━━ SUPPLIED ENTRIES ━━

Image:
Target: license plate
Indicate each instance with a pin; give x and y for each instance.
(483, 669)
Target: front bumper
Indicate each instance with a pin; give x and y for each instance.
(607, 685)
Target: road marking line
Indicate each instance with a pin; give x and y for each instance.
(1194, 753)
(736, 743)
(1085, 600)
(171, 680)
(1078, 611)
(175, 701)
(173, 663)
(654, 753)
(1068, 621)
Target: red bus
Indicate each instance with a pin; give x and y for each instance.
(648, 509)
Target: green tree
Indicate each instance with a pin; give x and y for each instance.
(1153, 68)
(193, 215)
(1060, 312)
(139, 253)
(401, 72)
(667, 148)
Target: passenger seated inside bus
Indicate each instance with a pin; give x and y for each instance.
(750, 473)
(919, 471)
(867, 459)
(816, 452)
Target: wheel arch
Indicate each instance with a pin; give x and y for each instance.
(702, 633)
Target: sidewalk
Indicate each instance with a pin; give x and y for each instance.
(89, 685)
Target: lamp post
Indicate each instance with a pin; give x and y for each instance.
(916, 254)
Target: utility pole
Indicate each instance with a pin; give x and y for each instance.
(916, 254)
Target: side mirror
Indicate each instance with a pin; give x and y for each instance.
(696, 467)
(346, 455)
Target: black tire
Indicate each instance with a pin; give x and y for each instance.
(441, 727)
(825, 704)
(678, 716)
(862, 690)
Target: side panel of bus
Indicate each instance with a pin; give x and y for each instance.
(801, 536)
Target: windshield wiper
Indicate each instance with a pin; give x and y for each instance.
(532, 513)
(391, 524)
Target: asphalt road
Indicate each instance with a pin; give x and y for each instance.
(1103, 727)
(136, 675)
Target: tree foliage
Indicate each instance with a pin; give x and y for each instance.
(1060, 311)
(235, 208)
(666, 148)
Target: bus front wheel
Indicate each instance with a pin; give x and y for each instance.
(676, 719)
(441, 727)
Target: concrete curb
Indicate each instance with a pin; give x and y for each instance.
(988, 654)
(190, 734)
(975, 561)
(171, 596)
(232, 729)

━━━

WHAT NEEDS TO BE DONE: Sift the material for lines that include the word "road", and copy each one.

RESPONSE FOR THIS EXERCISE:
Target: road marking line
Target: asphalt road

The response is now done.